**Text excerpt**.
_ _ _ _ _ _ _
Fork me on GitHub
#data-science
<
2022-12-15
>
jumar09:12:00

How do people here document data? We have a bunch of devs working on a system producing analytics events and sending them to a destination where the events are processed further and they consumed via AWS Athena interface. Every event is a separate JSON document but the content can differ a lot. And over time, the structure evolves. At the same time, the data analysts using (primarily) the Athena SQL interface, need to know what kind of data properties they can expect and use for their queries. We are just starting with this effort but it has already been a challenge to communicate what properties are available and when they were introduced. So we need a way to communicate this "data schema" somehow. I don't have any great ideas so far - mostly just write it down somewhere like a wiki page or an Excel sheet. Do you know any good tools to capture this information? Ideally free / open source. Any specific suggestions on how to design this documentation process?

jeroenvandijk11:12:23

In Athena you can convert data from json to something with a schema e.g. Parquet. This gives queries a lot of performance benefit as the data gets smaller and parsing is faster. It reduces the bills and you get faster results. This is if you access the data more than a few times of course. So adding a (parquet) schema would give you these benefits. And introducing this schema might be the start of a formal documentation process?

jumar08:12:36

Bear with me since I don't have much knowledge of Parquet and I've never used it (or a similar columnar format). I agree that Parquet could give us some performance benefits but I'm not sure how exactly it would help with the documentation part. Currently, we have defined tables with pretty generic structure because the events format evolves

server-time bigint
event-type string
event-time bigint
event-properties string
user-id string
user-properties string
The content of these event/user properties is of course what is often interesting but it's also the part that will change and also depends on the system in question (we have two different apps generating these events at the moment). On the top of these tables, we have defined views to make it more user-friendly, e.g.
user struct<id:string,account:struct<org_name:string,email_domain:string, ...>

event struct<type:string,time:timestamp>
...
_ _ _ _ _ _ _
**Records**.
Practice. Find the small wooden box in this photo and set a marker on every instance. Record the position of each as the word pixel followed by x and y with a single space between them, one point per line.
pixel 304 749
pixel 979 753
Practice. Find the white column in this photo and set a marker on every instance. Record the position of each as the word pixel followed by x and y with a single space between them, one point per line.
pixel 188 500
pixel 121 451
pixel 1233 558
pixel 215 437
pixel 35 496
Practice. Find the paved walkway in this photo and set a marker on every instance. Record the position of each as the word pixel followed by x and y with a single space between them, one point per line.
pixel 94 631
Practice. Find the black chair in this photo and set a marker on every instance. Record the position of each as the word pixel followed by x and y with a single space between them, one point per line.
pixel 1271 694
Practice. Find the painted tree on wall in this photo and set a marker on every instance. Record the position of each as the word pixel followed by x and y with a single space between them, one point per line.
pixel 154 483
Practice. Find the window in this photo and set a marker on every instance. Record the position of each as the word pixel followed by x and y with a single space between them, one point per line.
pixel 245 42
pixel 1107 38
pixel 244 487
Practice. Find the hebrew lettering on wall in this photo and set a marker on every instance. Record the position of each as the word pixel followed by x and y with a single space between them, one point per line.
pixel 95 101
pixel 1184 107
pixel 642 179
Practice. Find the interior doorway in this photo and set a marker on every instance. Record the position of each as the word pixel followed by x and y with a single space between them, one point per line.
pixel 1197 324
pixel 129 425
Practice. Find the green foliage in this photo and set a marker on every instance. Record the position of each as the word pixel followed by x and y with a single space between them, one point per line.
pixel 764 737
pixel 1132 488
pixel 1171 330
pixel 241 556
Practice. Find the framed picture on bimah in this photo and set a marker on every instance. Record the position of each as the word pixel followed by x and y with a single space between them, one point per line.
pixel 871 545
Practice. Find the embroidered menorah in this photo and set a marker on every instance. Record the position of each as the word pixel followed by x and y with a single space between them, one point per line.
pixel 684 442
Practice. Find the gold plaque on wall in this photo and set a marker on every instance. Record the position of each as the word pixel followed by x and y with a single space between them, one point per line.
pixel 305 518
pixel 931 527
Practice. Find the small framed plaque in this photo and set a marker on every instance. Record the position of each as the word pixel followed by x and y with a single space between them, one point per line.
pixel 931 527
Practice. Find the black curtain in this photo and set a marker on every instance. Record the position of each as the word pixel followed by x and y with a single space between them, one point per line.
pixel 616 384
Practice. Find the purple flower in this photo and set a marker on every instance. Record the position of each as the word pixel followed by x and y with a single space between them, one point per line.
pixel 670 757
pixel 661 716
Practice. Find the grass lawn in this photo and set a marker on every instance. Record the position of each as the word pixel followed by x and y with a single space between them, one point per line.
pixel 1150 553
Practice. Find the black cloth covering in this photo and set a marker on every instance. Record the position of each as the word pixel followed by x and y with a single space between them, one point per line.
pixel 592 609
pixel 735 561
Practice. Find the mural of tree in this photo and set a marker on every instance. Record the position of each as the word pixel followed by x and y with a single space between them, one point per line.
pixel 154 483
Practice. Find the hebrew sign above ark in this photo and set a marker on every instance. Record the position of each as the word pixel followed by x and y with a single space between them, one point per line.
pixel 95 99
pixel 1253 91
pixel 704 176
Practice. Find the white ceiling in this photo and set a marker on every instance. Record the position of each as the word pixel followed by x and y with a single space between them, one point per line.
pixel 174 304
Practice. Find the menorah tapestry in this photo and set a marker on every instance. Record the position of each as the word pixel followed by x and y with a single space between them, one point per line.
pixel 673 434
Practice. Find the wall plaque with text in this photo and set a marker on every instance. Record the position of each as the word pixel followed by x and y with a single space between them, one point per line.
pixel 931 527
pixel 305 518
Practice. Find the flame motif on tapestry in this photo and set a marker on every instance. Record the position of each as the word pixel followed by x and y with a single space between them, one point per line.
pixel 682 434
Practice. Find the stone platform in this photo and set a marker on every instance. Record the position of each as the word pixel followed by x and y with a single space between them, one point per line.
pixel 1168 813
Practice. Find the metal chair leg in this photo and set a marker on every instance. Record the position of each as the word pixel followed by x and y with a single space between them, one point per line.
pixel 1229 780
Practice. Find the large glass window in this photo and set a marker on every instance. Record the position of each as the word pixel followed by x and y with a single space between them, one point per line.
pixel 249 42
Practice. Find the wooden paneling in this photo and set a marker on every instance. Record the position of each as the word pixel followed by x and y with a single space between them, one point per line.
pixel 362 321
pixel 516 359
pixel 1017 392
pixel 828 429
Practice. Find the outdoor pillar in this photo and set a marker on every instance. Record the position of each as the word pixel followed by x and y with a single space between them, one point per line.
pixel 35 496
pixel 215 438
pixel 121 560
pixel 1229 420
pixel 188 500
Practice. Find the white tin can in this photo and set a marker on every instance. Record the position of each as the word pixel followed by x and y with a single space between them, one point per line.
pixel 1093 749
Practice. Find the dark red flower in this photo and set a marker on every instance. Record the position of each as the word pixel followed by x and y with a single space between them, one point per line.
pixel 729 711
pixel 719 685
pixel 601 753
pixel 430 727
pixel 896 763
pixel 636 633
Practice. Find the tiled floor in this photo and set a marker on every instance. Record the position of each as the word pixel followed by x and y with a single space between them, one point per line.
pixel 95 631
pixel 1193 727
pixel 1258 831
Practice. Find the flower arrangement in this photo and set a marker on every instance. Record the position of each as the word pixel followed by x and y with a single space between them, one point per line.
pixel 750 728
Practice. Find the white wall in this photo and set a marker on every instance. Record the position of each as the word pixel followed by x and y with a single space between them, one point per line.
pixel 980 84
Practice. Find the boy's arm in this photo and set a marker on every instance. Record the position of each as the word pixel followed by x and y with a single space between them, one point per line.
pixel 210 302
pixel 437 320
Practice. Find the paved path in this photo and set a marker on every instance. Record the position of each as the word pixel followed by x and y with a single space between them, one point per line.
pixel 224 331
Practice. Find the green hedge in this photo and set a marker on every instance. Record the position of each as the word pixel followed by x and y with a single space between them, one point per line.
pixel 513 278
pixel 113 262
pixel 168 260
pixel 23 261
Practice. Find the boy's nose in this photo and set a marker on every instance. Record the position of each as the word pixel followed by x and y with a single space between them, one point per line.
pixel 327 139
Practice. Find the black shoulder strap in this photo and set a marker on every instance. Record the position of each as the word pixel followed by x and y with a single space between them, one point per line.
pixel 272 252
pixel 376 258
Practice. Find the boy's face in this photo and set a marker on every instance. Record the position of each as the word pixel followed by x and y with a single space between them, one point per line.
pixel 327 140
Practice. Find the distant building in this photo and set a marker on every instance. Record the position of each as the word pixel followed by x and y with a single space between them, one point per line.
_ _ _ _ _ _ _
**To be done**.
1) In the thread on documenting analytics data, which format does the reply suggest converting the JSON data to in Athena?
2) How would you summarize the thread on documenting analytics data in two sentences?

**Solutions to the problems**.
1) Parquet.

2) A team producing evolving JSON analytics events that analysts query through AWS Athena asks how to document which data properties are available and when they were introduced, ideally with free or open-source tools. A reply suggests converting the data to Parquet with a schema for speed and lower bills and as a possible start of formal documentation, but the original poster is unsure how that helps with documentation, since their tables have a generic structure with event and user properties stored as strings and user-friendly views defined on top.